##### TEXT SECTION #####

The statute itself can be found at Mass. Gen. Laws ch. 231, § 60L. The new law requires Plaintiffs to provide notice to health care providers prior to the filing of a Complaint alleging medical malpractice. Health care provider is defined as a person, corporation, facility or institution licensed by the Commonwealth to provide health care or professional services as a physician, hospital, clinic or nursing home, dentist, registered or licensed nurse, optometrist, podiatrist, chiropractor, physical therapist, psychologist, social worker, or acupuncturist, or an officer, employee or agent thereof acting in the course and scope of his employment.

When?

The Plaintiff must provide notice to health care providers 182 days prior to the filing of the Complaint. The 182-day notice period can be shortened to 90 days if: 1) the Plaintiff previously filed the 182-day notice against another health care provider involved in the claim or 2) the Plaintiff already filed a medical malpractice lawsuit against any health care provider involved in the claim. If the Defendant provides the statutory response within the 150-day period, then the Plaintiff may file the Complaint after the 182-notice period. If the Defendant does not provide the statutory response within the 150-day period, then the Plaintiff may file the Complaint after the expiration of said 150-day period. If the Defendant notifies the Plaintiff in writing that he/she/they do not intend to settle within the notice period, then the Plaintiff may file suit, assuming the statutes of limitations and repose are not a bar. As an important side note, the notice requirement does not apply to lawsuits brought within 6 months of the statute of limitations or within 1 year of the statute of repose, as to any claimant.

How?

The notice must be sent to the last known professional business address or residential address of the Defendant(s)/health care providers (as defined above). This includes providing notice to hospitals or practice groups for systemic allegations, since they also fall under the statute.

The notice must include the following:

  1. The factual basis for the claim;
  2. The applicable standard of care;
  3. How the defendant breached the standard of care;
  4. What the defendant should have done;
  5. How the defendant’(s’) breach of the standard of care caused the Plaintiff’s injury; and
  6. The names of all health care providers that the plaintiff intends to notify in connection with this case.

In addition to providing the above-referenced notice, the Plaintiff must, not more than 56 days after giving notice, provide the defendant with all medical records related to the claim.

Response?

Within 150 days of receiving notice, the Defendant or his/her/their representative must provide the Plaintiff with a response that includes the following:

  1. The factual basis for the defense;
  2. The applicable standard of care;
  3. How the defendant complied or failed to comply with the standard of care; and
  4. How the alleged breach of the standard of care did or did not cause the Plaintiff’s injury.

In the event that the Defendant does not provide the above response, and, if reference is made in the Complaint, or by other means, to this failure, then interest shall accrue from the date of notice (rather than from the date of filing).

The possible ramifications of this new law are as of yet unknown. The optimist maybe encouraged by the prospect of earlier settlements for certain types of cases. Myself, being somewhat more cynical, see nothing  more than yet another obstacle for medical malpractice victims in Massachusetts. Time will tell. However, as was the case with the medical malpractice tribunal statute years ago, one should expect that there will be plenty of appeals over the next few years that attempt to further define the statute, as well as challenge whether attorneys have complied with the statute.  Monitus Es – You’ve been warned.

#####

• WORK INSTRUCTIONS
1. According to the text on the malpractice notice law, how many days before filing the Complaint must the Plaintiff give notice to health care providers?
2. Decide whether each statement agrees with the text on the malpractice notice law, answering yes or no and quoting the deciding words: (a) The notice requirement applies to lawsuits brought within 6 months of the statute of limitations. (b) The Plaintiff must supply the defendant with all medical records related to the claim no more than 56 days after giving notice. (c) Notice must be given to hospitals or practice groups for systemic allegations.
3. Copy out the passage of the text on the malpractice notice law that begins at the words "The statute itself" and ends after "of his employment.".
Rely solely on the text on the malpractice notice law when answering.

##### DATA SHOWN #####

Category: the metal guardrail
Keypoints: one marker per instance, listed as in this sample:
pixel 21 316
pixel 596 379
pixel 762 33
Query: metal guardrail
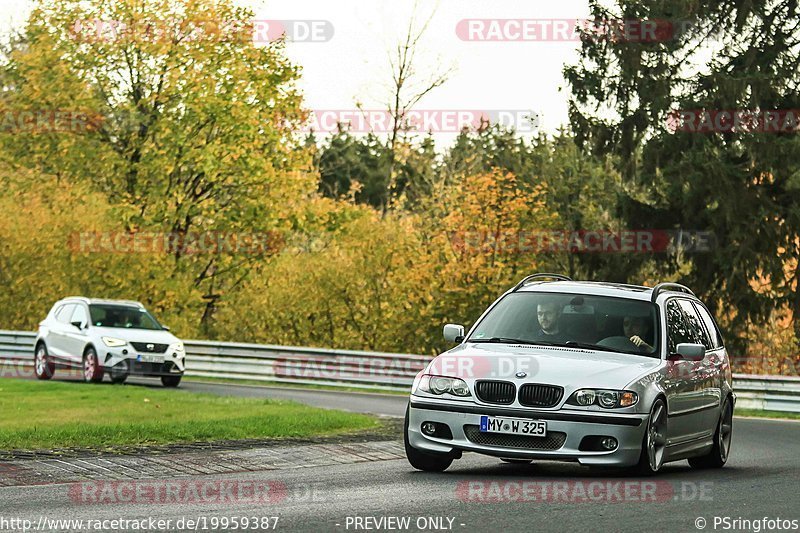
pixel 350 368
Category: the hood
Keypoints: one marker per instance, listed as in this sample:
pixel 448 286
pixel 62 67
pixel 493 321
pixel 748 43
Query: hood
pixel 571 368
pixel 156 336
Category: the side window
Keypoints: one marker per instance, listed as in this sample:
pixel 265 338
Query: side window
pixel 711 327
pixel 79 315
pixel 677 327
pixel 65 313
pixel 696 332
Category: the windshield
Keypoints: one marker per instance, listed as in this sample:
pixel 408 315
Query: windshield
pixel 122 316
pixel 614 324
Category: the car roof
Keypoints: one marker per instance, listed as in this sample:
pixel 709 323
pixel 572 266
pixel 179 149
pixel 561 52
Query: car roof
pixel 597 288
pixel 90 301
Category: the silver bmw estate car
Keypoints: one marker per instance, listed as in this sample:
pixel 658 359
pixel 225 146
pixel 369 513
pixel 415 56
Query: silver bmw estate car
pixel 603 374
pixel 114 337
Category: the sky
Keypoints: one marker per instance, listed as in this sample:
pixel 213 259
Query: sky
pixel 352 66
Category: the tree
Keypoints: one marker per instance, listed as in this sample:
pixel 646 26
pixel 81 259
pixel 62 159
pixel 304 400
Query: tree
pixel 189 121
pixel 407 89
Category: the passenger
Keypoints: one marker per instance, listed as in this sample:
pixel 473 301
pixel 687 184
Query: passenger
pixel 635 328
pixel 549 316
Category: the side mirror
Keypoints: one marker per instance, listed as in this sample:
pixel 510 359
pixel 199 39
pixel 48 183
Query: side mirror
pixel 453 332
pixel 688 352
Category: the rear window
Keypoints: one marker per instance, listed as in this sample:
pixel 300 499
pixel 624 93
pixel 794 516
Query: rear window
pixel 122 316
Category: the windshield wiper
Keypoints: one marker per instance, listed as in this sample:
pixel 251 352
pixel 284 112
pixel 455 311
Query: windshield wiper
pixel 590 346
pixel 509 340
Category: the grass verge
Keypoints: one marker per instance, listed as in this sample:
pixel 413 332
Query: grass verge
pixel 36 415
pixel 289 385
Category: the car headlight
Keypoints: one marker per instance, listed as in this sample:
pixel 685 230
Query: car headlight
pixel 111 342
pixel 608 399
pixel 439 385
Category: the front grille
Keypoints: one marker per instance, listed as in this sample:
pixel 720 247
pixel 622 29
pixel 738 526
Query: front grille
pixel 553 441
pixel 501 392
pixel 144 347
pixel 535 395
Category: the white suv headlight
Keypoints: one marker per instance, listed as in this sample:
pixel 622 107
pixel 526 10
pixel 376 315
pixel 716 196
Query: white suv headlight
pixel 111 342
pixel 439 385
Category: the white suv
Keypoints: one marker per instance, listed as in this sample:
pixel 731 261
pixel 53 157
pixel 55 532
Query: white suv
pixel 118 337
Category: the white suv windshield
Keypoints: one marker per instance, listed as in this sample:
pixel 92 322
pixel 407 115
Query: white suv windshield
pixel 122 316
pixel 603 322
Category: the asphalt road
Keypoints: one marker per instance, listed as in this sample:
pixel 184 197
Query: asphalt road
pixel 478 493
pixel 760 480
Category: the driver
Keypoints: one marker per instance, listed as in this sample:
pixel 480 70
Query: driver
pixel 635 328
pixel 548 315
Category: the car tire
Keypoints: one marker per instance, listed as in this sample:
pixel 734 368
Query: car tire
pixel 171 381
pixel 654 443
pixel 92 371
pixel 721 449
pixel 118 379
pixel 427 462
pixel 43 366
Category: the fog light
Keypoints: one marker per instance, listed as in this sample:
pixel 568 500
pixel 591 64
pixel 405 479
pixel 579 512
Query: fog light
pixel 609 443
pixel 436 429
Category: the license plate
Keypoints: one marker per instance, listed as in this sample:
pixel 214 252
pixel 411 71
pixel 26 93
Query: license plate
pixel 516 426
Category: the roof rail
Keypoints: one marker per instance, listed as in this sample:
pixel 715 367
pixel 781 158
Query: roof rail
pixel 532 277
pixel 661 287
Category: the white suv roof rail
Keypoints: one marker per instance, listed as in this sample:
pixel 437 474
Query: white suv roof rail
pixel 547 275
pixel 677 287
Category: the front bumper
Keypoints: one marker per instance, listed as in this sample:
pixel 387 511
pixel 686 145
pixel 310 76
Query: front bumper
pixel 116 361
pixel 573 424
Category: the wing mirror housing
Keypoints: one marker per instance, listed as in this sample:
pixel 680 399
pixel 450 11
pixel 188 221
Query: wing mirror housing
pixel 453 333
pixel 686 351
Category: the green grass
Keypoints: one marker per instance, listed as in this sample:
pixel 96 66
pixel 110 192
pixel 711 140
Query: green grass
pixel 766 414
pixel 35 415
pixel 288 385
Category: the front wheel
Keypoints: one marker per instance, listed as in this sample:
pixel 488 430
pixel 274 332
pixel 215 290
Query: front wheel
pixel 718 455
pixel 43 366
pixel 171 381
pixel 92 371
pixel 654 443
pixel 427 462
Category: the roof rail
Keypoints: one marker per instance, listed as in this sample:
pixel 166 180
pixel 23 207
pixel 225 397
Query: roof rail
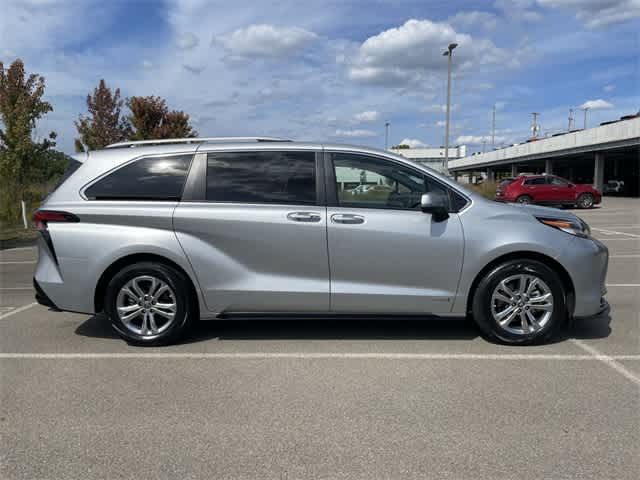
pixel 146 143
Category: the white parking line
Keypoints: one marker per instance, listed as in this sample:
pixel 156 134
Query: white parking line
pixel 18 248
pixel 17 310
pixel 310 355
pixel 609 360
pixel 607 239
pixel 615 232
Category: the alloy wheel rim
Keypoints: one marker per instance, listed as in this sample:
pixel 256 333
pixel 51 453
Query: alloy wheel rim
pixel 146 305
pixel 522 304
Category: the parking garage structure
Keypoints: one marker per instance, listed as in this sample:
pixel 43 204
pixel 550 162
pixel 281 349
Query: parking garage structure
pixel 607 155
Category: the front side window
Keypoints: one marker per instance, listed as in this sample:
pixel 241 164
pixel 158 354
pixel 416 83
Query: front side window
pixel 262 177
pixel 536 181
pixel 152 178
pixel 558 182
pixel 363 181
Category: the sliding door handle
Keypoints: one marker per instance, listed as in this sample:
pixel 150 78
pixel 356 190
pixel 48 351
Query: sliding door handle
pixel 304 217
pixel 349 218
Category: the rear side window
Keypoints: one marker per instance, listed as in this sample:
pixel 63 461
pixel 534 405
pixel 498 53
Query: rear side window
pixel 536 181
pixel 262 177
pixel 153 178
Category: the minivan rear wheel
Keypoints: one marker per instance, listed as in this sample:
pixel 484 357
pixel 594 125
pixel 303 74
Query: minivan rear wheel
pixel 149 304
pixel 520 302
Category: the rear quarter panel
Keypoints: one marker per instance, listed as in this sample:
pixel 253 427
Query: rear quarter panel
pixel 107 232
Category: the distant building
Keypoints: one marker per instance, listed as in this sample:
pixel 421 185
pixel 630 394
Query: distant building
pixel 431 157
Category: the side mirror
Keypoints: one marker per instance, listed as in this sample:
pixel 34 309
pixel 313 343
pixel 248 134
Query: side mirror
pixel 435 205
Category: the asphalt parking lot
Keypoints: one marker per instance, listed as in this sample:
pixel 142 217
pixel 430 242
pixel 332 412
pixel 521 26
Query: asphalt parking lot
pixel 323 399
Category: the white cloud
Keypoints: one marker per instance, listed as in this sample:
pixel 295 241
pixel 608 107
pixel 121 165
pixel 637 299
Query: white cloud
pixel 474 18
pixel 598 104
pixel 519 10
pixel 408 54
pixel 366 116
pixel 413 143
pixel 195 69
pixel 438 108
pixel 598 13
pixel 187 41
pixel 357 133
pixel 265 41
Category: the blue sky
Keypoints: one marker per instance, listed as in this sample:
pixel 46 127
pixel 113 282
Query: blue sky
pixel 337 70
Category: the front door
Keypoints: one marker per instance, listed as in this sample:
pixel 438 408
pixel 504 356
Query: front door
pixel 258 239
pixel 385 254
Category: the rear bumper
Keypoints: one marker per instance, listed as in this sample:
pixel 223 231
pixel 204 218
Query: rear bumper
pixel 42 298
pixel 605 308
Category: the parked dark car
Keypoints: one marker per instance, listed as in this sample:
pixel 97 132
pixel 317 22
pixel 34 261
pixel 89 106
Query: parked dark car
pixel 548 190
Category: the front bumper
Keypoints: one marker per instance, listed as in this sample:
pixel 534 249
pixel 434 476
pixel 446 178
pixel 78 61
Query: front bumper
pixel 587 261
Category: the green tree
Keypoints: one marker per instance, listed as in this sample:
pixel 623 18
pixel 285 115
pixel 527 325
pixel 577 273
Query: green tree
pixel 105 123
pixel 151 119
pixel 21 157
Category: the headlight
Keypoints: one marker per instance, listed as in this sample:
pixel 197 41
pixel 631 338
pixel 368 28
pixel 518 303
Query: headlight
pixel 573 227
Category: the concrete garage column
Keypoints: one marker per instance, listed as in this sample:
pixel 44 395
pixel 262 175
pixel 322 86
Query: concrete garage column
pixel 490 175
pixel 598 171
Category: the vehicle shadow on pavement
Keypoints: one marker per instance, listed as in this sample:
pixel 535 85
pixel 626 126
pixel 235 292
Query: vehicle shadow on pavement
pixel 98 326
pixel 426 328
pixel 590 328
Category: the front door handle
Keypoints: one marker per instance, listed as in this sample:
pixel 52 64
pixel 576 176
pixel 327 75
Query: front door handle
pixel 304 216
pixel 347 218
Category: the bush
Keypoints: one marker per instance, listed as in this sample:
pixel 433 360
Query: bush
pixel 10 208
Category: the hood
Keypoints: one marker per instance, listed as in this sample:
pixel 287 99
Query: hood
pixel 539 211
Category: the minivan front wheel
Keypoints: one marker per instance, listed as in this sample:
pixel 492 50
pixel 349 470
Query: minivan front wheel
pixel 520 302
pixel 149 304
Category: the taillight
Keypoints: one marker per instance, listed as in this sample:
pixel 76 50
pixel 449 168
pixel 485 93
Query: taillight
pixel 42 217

#####

• TASK-BY-TASK OUTPUTS
1. 182 days.

2.
(a) No: "the notice requirement does not apply to lawsuits brought within 6 months of the statute of limitations"
(b) Yes: "the Plaintiff must, not more than 56 days after giving notice, provide the defendant with all medical records related to the claim"
(c) Yes: "This includes providing notice to hospitals or practice groups for systemic allegations"

3.
The statute itself can be found at Mass. Gen. Laws ch. 231, § 60L. The new law requires Plaintiffs to provide notice to health care providers prior to the filing of a Complaint alleging medical malpractice. Health care provider is defined as a person, corporation, facility or institution licensed by the Commonwealth to provide health care or professional services as a physician, hospital, clinic or nursing home, dentist, registered or licensed nurse, optometrist, podiatrist, chiropractor, physical therapist, psychologist, social worker, or acupuncturist, or an officer, employee or agent thereof acting in the course and scope of his employment.